• Exercise brief
Reproduce the passage below on the parents' reactions to drag, word for word and in full.

My parents, both gone, had different views about me doing drag. I came out to them when I was 17 years old. There was no big todo about it; they accepted and loved me. Years later, I showed them a portrait I had taken while starting to hit my drag stride. Upon first glance, my dad laughed and said, “you look like my cousin Delight.” I took that as a big compliment, as I adored her, especially when she’d show up to family events decked out in furs and with her hair to the goddesses.
As my mom looked at the photo, I could see she disapproved. Her face, like mine, didn’t hide what she was truly feeling. I put the picture away and promised her she’d never see me in drag again. And she didn’t, even though that didn’t stop me from doing it. The next day she called to tell me she loved me and asked if my hairstylist boyfriend could do her hair that weekend. Which he, of course, happily did the entire time we dated. It didn’t bother me that she didn’t like seeing me in drag. I loved her, and she loved me, and that’s all that mattered.

• Data for analysis
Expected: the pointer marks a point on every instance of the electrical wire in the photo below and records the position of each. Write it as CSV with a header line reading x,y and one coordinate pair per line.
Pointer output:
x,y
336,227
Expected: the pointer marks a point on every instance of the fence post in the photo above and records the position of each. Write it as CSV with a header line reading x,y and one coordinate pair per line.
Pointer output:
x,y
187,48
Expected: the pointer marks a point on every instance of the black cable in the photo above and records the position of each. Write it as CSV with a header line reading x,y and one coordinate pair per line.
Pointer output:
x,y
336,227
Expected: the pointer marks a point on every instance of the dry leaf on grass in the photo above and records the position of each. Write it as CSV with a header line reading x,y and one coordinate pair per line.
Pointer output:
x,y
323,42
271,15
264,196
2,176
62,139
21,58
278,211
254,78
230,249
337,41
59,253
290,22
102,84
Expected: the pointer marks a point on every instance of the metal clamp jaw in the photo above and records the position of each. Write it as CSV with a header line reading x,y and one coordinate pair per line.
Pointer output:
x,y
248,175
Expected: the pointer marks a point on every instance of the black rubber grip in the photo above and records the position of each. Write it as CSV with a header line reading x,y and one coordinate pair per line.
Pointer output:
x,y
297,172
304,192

• Result for this task
My parents, both gone, had different views about me doing drag. I came out to them when I was 17 years old. There was no big todo about it; they accepted and loved me. Years later, I showed them a portrait I had taken while starting to hit my drag stride. Upon first glance, my dad laughed and said, “you look like my cousin Delight.” I took that as a big compliment, as I adored her, especially when she’d show up to family events decked out in furs and with her hair to the goddesses.
As my mom looked at the photo, I could see she disapproved. Her face, like mine, didn’t hide what she was truly feeling. I put the picture away and promised her she’d never see me in drag again. And she didn’t, even though that didn’t stop me from doing it. The next day she called to tell me she loved me and asked if my hairstylist boyfriend could do her hair that weekend. Which he, of course, happily did the entire time we dated. It didn’t bother me that she didn’t like seeing me in drag. I loved her, and she loved me, and that’s all that mattered.